Yazılı Problem 1 =>
Aşağıdaki sayfa alıntısına göre şu soruları yanıtlayınız:
(a) İnsan gibi insan olabilmek için öncelikle nelere sahip olmak gerekir?
(b) İnsan gibi insan yetiştirmek öncelikle ne ister?
(c) İnsan gibi insanlar yetiştiremememizin nedeni olarak ne gösterilmektedir?
Yazılı Problem 2 => Aşağıdaki sayfa alıntısında "İnsan gibi insan olmak" sözlerinden başlayıp "değil EĞİTİM) ister." sözlerine kadar inen bölümün tamamını hiç değiştirmeden yazınız.

Sayfa Alıntısı =>

****

İnsan gibi insan olabilmek, insan kimliğini almak ve kazanmak kolay bir şey değildir.

Bir insanın, İNSAN GİBİ İNSAN olabilmesi için, öncelikle iyi bir anne babaya, iyi öğretmenlere ve de iyi bir çevreye sahip olması gerekir.

* İyi bir çevre, iyi bir ortam ister.

* Dürüstlük, doğruluk ister.

* Vicdan ister.

* İçtenlik ister.

* Temiz bir yürek ister.

* Doyum ister.

* Yardımseverlik ister.

* Alçakgönüllülük ister.

*  Hoşgörü ister.

*  Vefa ister.

* Kendini (haddini) bilmek ister.

* Ve iyi bir EĞİTİM ister.

* Hepsinden önemlisi İYİ BİR İNSAN OLMAYI, kendisi için “İYİ İNSAN” DEDİRTMEYİ, İLİKLERİNE KADAR ARZULAMAK İSTER.

… …

Kolay değildir, bu özellikleri kazanmak ve de kazandırmak.

İnsan gibi insan olmak da insan gibi insan yetiştirmek de kolay değildir…

İnsan gibi insan yetiştirmek de;

* Öncelikle iyi niyet ister.

* Dürüstlük ister.

* Beceri ister.

* Sabır ister.

* Ve iyi bir EĞİTİM (Öğretim değil EĞİTİM) ister.

*    *    *

Toplum olarak yaşadığımız sıkıntıların temelinde bu etmenler yatıyor işte…

İnsan gibi insanlar yetiştirdiğimizi sanıyoruz ama yetiştiremiyoruz çünkü bu konuda eğitimli değiliz.

****

Gösterilen Kayıtlar =>
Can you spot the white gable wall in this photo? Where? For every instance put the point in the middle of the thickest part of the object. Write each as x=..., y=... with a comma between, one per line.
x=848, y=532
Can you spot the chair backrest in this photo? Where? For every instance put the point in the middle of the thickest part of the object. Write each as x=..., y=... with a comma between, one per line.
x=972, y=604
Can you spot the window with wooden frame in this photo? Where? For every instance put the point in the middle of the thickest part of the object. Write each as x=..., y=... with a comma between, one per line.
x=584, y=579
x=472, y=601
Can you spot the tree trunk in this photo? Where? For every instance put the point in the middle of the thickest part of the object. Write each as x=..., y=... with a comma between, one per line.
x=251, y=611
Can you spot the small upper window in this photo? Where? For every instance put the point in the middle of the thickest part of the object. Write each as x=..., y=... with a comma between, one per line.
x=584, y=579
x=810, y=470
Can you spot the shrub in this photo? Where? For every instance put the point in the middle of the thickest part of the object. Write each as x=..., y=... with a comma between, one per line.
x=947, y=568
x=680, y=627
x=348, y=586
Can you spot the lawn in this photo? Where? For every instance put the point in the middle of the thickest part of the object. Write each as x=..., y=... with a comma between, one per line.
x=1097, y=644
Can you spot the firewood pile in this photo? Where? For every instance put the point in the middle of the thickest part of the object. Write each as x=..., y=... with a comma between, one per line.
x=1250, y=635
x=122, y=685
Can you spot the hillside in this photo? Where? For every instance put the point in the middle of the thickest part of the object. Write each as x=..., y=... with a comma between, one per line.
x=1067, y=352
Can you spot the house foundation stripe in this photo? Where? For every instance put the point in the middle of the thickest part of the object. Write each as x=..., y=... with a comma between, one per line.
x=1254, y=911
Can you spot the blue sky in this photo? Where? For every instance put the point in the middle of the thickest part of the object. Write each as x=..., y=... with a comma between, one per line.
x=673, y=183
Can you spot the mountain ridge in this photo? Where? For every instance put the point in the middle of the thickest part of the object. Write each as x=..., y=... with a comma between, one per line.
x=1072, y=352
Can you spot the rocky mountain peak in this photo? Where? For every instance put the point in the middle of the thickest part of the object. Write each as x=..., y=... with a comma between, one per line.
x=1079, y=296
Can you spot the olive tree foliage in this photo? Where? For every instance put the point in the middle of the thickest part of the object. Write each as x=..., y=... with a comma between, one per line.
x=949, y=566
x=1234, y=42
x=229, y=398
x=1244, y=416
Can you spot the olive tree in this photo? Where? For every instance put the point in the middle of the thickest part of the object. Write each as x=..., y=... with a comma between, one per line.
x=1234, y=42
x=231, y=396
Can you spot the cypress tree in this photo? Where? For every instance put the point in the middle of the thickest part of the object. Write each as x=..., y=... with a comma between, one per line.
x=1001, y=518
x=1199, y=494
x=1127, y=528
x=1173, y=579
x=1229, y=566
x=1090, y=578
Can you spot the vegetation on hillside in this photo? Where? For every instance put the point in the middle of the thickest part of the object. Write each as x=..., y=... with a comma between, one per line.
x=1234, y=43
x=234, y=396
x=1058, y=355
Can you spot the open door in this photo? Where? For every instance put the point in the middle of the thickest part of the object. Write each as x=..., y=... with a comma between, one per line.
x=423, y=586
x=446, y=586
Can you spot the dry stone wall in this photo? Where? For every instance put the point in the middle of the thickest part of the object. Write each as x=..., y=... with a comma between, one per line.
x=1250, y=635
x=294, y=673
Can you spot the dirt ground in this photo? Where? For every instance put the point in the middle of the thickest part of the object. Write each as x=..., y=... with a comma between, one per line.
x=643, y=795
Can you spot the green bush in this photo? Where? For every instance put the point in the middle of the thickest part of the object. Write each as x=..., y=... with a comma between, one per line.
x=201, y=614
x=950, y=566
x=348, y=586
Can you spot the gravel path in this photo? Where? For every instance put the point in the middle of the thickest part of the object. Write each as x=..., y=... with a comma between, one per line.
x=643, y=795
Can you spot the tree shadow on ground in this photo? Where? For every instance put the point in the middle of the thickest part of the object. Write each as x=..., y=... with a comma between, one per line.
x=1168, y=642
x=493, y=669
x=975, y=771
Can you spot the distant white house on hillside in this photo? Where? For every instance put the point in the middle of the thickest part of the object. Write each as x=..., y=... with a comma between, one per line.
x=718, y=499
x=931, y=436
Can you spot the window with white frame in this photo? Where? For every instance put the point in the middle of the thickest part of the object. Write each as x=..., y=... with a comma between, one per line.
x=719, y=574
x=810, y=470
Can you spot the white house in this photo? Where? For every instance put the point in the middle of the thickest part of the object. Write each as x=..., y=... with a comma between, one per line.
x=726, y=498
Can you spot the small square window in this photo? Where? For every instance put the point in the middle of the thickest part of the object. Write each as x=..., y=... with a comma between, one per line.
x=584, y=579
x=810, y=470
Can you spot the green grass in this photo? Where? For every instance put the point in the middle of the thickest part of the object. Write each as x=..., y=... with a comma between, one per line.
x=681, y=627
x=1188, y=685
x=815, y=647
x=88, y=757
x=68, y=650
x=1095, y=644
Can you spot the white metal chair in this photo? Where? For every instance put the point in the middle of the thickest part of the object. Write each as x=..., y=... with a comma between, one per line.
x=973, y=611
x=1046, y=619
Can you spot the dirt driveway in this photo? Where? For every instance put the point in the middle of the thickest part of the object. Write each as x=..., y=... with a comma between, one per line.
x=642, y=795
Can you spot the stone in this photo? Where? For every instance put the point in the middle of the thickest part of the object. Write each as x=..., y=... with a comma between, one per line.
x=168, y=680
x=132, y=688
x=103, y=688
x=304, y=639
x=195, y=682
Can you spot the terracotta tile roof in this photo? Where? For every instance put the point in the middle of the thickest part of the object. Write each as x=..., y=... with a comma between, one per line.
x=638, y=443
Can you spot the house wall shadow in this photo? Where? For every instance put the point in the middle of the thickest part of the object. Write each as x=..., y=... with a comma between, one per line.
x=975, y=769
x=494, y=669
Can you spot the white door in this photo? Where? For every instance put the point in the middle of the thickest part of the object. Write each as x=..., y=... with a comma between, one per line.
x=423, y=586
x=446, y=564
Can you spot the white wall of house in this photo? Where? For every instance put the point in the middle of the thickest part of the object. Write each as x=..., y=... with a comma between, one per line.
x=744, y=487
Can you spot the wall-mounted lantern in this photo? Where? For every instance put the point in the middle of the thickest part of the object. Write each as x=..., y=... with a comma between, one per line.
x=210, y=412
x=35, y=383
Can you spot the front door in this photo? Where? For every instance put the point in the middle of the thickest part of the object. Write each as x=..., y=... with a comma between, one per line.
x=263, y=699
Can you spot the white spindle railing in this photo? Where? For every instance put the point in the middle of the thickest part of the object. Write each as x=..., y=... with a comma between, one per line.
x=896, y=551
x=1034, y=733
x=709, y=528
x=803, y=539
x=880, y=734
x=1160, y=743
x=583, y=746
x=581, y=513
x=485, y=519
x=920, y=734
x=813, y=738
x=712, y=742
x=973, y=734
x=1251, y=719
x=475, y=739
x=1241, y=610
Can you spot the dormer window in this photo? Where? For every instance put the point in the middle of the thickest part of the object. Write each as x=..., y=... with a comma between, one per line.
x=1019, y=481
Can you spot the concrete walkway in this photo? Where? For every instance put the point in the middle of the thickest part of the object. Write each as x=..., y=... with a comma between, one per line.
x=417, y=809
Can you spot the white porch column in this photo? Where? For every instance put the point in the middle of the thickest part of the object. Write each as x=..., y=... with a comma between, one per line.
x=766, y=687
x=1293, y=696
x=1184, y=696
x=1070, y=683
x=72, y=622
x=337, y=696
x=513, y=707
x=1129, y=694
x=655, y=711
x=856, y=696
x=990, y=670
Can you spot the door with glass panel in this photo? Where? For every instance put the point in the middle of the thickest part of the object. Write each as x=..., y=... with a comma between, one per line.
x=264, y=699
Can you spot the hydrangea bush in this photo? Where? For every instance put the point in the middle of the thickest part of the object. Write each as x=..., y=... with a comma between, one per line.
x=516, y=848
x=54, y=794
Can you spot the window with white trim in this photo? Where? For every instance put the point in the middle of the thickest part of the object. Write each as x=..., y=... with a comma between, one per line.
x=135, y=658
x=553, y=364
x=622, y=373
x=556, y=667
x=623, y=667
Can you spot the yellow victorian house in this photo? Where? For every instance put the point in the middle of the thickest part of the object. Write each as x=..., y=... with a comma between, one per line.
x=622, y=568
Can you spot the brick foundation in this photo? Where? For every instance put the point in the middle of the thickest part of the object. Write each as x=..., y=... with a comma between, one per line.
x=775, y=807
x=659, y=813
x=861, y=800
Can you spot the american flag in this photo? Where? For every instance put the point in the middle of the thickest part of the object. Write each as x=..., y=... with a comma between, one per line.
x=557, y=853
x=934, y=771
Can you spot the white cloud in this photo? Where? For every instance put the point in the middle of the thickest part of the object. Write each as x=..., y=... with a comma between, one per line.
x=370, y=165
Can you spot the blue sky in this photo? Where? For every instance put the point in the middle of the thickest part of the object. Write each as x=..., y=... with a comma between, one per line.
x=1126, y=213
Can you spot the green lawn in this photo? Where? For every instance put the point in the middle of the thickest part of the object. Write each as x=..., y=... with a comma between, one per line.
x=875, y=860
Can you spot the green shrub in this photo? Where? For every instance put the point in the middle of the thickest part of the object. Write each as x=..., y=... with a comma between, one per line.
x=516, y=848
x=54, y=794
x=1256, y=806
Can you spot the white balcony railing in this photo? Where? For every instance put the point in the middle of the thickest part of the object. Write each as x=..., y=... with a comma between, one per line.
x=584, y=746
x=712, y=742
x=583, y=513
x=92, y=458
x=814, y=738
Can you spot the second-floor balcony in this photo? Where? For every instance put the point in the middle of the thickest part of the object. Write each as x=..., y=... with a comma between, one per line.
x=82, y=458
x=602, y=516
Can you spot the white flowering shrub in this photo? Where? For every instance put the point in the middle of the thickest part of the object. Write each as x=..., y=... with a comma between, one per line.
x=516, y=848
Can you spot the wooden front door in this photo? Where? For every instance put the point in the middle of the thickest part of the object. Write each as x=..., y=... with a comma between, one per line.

****

Tam Çözüm 1 =>
(a) İyi bir anne babaya, iyi öğretmenlere ve iyi bir çevreye.
(b) İyi niyet.
(c) Bu konuda eğitimli olmamamız.

Tam Çözüm 2 =>
İnsan gibi insan olmak da insan gibi insan yetiştirmek de kolay değildir…

İnsan gibi insan yetiştirmek de;

* Öncelikle iyi niyet ister.

* Dürüstlük ister.

* Beceri ister.

* Sabır ister.

* Ve iyi bir EĞİTİM (Öğretim değil EĞİTİM) ister.